TASK BRIEF = Transcribe every one of the following rows word for word, without changing or leaving out anything.

Begin INPUT ROWS

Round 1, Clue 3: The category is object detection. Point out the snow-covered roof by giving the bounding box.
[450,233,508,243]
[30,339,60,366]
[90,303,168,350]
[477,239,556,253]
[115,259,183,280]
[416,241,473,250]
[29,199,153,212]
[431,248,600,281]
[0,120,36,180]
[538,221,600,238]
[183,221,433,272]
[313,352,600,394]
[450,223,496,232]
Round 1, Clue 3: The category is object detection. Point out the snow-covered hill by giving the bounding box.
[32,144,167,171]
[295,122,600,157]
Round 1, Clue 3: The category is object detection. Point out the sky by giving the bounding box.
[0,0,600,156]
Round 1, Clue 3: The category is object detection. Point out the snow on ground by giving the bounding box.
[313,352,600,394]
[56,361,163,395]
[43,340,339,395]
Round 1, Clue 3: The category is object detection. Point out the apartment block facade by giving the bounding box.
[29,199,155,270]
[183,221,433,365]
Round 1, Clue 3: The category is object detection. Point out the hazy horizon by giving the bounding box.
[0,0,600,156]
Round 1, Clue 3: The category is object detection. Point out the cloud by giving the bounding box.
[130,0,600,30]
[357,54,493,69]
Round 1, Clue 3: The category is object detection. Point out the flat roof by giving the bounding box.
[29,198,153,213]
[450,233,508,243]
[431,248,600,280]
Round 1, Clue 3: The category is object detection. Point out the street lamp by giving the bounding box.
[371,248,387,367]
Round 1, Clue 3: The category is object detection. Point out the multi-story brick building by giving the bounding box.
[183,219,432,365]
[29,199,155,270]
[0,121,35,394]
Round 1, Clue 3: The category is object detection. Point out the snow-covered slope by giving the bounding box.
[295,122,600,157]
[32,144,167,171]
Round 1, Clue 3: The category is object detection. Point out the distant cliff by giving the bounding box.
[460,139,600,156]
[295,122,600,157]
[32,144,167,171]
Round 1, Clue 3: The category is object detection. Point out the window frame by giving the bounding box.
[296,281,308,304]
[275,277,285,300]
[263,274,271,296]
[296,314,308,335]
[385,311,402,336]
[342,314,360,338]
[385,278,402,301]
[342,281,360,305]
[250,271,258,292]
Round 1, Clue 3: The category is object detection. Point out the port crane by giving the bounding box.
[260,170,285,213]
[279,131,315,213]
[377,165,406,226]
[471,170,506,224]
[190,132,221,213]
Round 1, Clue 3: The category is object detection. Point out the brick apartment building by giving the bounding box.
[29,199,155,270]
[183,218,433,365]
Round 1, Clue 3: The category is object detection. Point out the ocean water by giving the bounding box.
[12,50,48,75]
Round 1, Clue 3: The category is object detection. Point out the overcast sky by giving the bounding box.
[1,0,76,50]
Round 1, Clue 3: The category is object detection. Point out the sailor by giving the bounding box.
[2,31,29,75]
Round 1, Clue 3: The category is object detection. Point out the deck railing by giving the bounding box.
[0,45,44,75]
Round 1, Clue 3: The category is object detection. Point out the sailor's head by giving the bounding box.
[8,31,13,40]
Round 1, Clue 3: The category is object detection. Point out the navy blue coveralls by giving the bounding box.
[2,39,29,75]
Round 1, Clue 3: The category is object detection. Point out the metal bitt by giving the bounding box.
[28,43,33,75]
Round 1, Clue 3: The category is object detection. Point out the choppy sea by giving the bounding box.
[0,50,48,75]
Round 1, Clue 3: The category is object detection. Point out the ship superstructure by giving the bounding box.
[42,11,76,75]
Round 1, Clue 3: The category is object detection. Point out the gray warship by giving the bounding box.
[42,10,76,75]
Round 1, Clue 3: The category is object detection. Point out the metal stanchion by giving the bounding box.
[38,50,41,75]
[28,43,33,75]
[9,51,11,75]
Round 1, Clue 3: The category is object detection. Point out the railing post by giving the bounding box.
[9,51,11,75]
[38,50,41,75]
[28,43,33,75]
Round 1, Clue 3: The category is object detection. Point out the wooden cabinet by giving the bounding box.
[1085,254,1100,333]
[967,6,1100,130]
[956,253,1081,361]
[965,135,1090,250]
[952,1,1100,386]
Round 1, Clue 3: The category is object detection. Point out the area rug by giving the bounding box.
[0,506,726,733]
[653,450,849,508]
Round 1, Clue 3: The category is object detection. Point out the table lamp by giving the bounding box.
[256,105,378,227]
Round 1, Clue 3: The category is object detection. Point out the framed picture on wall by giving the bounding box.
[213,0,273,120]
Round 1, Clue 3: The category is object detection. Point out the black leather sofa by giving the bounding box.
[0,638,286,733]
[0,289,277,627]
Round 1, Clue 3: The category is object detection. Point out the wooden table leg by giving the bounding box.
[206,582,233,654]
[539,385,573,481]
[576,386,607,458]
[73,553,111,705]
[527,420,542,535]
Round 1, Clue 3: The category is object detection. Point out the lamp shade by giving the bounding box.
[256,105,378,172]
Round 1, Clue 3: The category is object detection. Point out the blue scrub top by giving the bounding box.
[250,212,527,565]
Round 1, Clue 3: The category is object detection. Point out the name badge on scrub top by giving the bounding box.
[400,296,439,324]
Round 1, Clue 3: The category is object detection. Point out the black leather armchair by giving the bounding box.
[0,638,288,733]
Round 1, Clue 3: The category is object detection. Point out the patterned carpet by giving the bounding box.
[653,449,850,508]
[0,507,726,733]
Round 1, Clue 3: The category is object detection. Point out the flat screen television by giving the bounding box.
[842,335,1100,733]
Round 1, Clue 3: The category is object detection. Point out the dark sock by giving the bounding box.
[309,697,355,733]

End INPUT ROWS

COMPLETE OUTPUT =
Round 1, Clue 3: The category is object detection. Point out the snow-covered roof by giving the bounding box.
[450,233,508,243]
[30,339,60,366]
[90,303,168,350]
[477,239,556,253]
[115,259,183,280]
[416,241,473,250]
[29,199,153,212]
[431,248,600,281]
[0,120,36,180]
[538,221,600,238]
[183,221,433,272]
[313,352,600,394]
[450,223,496,232]
Round 1, Clue 3: The category is object detection. Point out the snow-covered hill by giving the bounding box.
[32,144,167,171]
[295,122,600,157]
Round 1, Clue 3: The category is object detection. Point out the sky by giving the bounding box.
[0,0,600,156]
Round 1, Clue 3: The category is object detection. Point out the snow on ground by giving the bounding box.
[313,352,600,394]
[56,361,163,395]
[43,340,339,395]
Round 1, Clue 3: The category is object detection. Point out the apartment block facade by giving the bounding box.
[29,199,155,270]
[183,221,433,365]
Round 1, Clue 3: The category is object detection. Point out the hazy horizon by giving the bounding box.
[0,0,600,156]
Round 1, Clue 3: The category is object detection. Point out the cloud by giving the bounding box.
[130,0,600,30]
[357,54,493,69]
Round 1, Clue 3: The category is object detection. Point out the flat roof by giving the bounding box.
[29,198,153,213]
[450,233,508,243]
[431,248,600,280]
Round 1, Clue 3: The category is object detection. Point out the street lamp by giving the bounding box.
[371,248,387,367]
Round 1, Clue 3: The category is object detection. Point out the multi-story brick building by giving the bounding box.
[183,219,432,365]
[29,199,155,270]
[0,121,35,394]
Round 1, Clue 3: The category is object detection. Point out the snow-covered slope by giving the bounding box.
[295,122,600,157]
[32,144,167,171]
Round 1, Clue 3: The category is object detection. Point out the distant cliff by giving the bounding box.
[460,139,600,156]
[295,122,600,157]
[32,144,167,171]
Round 1, Clue 3: The category is object detection. Point out the window frame by giving the bounding box.
[296,281,308,304]
[275,277,285,300]
[263,274,271,296]
[296,314,308,335]
[385,311,402,336]
[342,314,360,338]
[385,278,402,301]
[342,281,360,305]
[250,271,258,292]
Round 1, Clue 3: The category is object detection. Point out the port crane by giving the bounding box.
[260,170,285,213]
[279,131,315,213]
[377,165,406,226]
[471,170,506,224]
[190,132,221,213]
Round 1, Clue 3: The category is object detection. Point out the brick apartment building by giving the bounding box.
[29,199,155,270]
[183,218,433,365]
Round 1, Clue 3: The category is object detection. Point out the ocean water by giving the bounding box.
[12,50,48,75]
Round 1, Clue 3: The category is object detection. Point out the overcast sky by giving the bounding box.
[1,0,76,50]
Round 1, Clue 3: The category is object detection. Point out the sailor by giving the bounding box.
[2,31,29,75]
Round 1, Clue 3: The category is object detection. Point out the deck railing by giving the bounding box.
[0,45,44,75]
Round 1, Clue 3: The category is object detection. Point out the sailor's head by giving the bounding box.
[8,31,13,40]
Round 1, Clue 3: The category is object detection. Point out the navy blue coveralls by giving the bounding box.
[2,39,29,75]
Round 1, Clue 3: The category is object detection. Point out the metal bitt by giving the bounding box.
[28,43,33,75]
Round 1, Clue 3: The category is object detection. Point out the choppy sea by giving the bounding box.
[0,50,48,75]
Round 1, Clue 3: The category is object detection. Point out the ship superstructure by giving the bounding box.
[42,11,76,75]
Round 1, Clue 3: The category is object detection. Point out the gray warship by giving the bounding box.
[42,10,76,75]
Round 1, Clue 3: The category is object detection. Point out the metal stanchion by giving the bounding box.
[38,50,41,75]
[28,43,33,75]
[9,51,11,75]
Round 1, Clue 3: The category is object detection. Point out the railing post by giving the bounding box.
[9,51,11,75]
[38,50,41,75]
[28,43,33,75]
Round 1, Clue 3: The category is object detection. Point out the wooden cabinet by giving the bounding box.
[1085,254,1100,333]
[967,6,1100,130]
[956,253,1081,361]
[965,135,1090,250]
[952,1,1100,386]
Round 1, Clue 3: The category is object detection. Point out the area rug by giving the bounding box.
[0,506,726,733]
[653,450,849,508]
Round 1, Clue 3: The category is object detection. Point out the table lamp by giving the bounding box.
[256,105,378,227]
Round 1, Clue 3: The category is object detection. Point out the framed picture on wall by giving the bounding box.
[213,0,273,120]
Round 1, Clue 3: The category is object detection. Point out the black leather sofa by giving the bounding box.
[0,638,286,733]
[0,289,277,627]
Round 1, Clue 3: The category is object detection. Point out the wooden table leg by giving the bounding box.
[206,582,233,654]
[539,385,573,481]
[576,386,607,458]
[73,553,111,705]
[527,420,542,535]
Round 1, Clue 3: The category is object detection. Point out the lamp shade by giving the bounding box.
[256,105,378,172]
Round 1, Clue 3: The category is object detection. Point out the blue scrub top by giving the bounding box.
[250,212,527,565]
Round 1, Clue 3: The category is object detection. Point out the name badge on scrub top by giving the bounding box.
[400,296,439,324]
Round 1, Clue 3: The category is object detection. Point out the black leather armchair by giving the bounding box.
[0,638,288,733]
Round 1, Clue 3: The category is object detection. Point out the patterned carpet by giving the bounding box.
[653,449,850,508]
[0,507,726,733]
Round 1, Clue 3: The category is object detection. Point out the flat screen television by giving the bounding box.
[842,335,1100,733]
Round 1, Clue 3: The category is object detection. Point out the dark sock by giving the bounding box.
[309,697,355,733]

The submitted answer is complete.